#### MATERIAL TO PROCESS

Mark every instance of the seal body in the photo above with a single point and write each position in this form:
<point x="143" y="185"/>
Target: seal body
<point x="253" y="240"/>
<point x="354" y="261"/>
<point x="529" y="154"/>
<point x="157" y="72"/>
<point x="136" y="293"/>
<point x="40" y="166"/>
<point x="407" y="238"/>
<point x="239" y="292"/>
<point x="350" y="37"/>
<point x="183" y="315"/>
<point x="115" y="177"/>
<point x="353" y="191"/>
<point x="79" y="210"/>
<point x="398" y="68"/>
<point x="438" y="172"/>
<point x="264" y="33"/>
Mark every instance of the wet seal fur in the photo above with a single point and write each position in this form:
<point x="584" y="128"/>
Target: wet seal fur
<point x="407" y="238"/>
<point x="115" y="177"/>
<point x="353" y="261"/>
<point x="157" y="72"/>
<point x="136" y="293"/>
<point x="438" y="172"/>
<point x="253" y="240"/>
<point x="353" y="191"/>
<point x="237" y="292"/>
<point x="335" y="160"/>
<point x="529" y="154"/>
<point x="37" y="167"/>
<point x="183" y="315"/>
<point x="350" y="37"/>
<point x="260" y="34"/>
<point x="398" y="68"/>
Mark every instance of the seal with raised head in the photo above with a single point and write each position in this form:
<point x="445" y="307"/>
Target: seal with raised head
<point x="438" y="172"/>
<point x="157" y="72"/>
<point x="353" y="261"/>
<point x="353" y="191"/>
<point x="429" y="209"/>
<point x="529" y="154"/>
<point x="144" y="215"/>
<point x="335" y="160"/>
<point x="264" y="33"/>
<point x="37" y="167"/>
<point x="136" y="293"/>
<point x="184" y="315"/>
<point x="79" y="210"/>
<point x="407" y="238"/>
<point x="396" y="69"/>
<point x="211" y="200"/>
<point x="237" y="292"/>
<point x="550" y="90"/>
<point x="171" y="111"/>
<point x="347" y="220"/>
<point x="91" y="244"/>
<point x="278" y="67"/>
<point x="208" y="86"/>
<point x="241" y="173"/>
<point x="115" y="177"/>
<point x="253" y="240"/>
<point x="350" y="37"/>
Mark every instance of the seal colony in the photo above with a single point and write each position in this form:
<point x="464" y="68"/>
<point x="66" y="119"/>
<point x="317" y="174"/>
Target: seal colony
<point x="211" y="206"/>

########

§ **DIRECTIONS FOR THIS TASK**: Change each occurrence of "with a single point" in the data above to "with one point", and reproduce all of the data with nothing else altered.

§ **RESULT FOR THIS EXERCISE**:
Mark every instance of the seal body in the photo above with one point and write each position in this form:
<point x="143" y="185"/>
Target: seal body
<point x="253" y="240"/>
<point x="354" y="261"/>
<point x="529" y="154"/>
<point x="157" y="72"/>
<point x="136" y="293"/>
<point x="40" y="166"/>
<point x="407" y="238"/>
<point x="239" y="292"/>
<point x="350" y="37"/>
<point x="183" y="315"/>
<point x="115" y="177"/>
<point x="353" y="191"/>
<point x="79" y="210"/>
<point x="398" y="68"/>
<point x="438" y="172"/>
<point x="264" y="33"/>
Mark every instance of the wet seal fur in the photo above with one point and write each position in this form:
<point x="584" y="128"/>
Target: wet seal fur
<point x="407" y="238"/>
<point x="115" y="177"/>
<point x="353" y="261"/>
<point x="157" y="72"/>
<point x="136" y="293"/>
<point x="438" y="172"/>
<point x="253" y="240"/>
<point x="353" y="191"/>
<point x="237" y="292"/>
<point x="335" y="160"/>
<point x="529" y="154"/>
<point x="37" y="167"/>
<point x="183" y="315"/>
<point x="350" y="37"/>
<point x="260" y="34"/>
<point x="398" y="68"/>
Mark every instance of the seal with raised head in the photo above with one point and write each position in this form:
<point x="445" y="307"/>
Target: seal with raised head
<point x="438" y="172"/>
<point x="157" y="72"/>
<point x="353" y="261"/>
<point x="353" y="191"/>
<point x="429" y="209"/>
<point x="529" y="154"/>
<point x="144" y="215"/>
<point x="335" y="160"/>
<point x="264" y="33"/>
<point x="37" y="167"/>
<point x="136" y="293"/>
<point x="184" y="315"/>
<point x="79" y="210"/>
<point x="407" y="238"/>
<point x="396" y="69"/>
<point x="211" y="200"/>
<point x="237" y="292"/>
<point x="550" y="90"/>
<point x="171" y="111"/>
<point x="347" y="220"/>
<point x="91" y="244"/>
<point x="278" y="67"/>
<point x="208" y="86"/>
<point x="241" y="173"/>
<point x="115" y="177"/>
<point x="253" y="240"/>
<point x="350" y="37"/>
Mark every instance of the seal colony in the photo above with one point and write each position in this form:
<point x="464" y="68"/>
<point x="66" y="119"/>
<point x="317" y="174"/>
Target: seal colony
<point x="211" y="206"/>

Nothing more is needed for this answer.